Reproduce only the part of the records that opens with the line containing "One pin marks each instance of the grey" and closes at the end of the records, request lines included. Shift every x and y coordinate in the answers up by 78.
— Begin DATASET —
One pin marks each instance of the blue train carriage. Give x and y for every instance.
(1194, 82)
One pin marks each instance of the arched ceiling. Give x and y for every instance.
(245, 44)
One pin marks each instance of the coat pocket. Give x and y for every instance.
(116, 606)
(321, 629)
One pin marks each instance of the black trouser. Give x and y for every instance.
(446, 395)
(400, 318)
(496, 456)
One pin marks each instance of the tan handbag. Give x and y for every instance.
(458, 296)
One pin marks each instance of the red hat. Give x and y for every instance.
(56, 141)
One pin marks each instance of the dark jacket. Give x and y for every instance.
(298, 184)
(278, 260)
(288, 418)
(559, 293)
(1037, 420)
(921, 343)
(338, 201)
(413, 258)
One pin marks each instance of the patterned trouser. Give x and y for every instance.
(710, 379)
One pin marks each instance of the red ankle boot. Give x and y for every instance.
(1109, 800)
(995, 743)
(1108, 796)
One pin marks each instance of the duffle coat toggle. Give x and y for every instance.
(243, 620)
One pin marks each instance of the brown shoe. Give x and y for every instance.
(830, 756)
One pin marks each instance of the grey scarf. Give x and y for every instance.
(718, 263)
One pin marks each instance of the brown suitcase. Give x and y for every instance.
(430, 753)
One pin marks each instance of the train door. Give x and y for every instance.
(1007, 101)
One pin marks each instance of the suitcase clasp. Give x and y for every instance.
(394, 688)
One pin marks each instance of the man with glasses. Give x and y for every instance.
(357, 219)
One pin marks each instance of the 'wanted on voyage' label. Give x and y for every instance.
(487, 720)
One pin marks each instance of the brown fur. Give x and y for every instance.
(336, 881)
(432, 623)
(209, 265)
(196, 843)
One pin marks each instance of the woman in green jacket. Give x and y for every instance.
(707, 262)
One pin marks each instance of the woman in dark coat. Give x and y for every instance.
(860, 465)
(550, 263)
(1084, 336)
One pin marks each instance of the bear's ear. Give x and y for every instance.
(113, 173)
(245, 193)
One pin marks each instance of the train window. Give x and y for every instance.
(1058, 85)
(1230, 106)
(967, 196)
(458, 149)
— End DATASET —
OUTPUT:
One pin marks each instance of the grey scarf. Give x and y for every instance.
(796, 341)
One pin marks each instance of the brown suitcase. Give x and y for every instance.
(508, 831)
One pin marks each instance of the train door. Give x and y for every instance.
(1085, 179)
One pin marks each instance of the suitcase clasp. Give x and y for every instance.
(472, 766)
One pin marks each instance of the man with glasses. Give x and y for every instance.
(435, 297)
One pin marks each instance of the 'wanted on voyage' label. Give x and y for every instance.
(565, 798)
One pin marks each instance of the brown fur. Give x and y for every instance.
(414, 959)
(510, 701)
(287, 343)
(274, 921)
One pin marks each instance of the woman in green jacket. Give x and y for every instance.
(785, 340)
One pin marks each instance of the woman in dark coat. Give x and y for every instance.
(938, 543)
(628, 341)
(1162, 414)
One pin marks each instance of the bear's ear. Give x and y for every instance.
(191, 251)
(323, 271)
One pin marks each instance of the train window. Give x and y for every instance.
(1136, 163)
(1308, 184)
(1045, 274)
(536, 227)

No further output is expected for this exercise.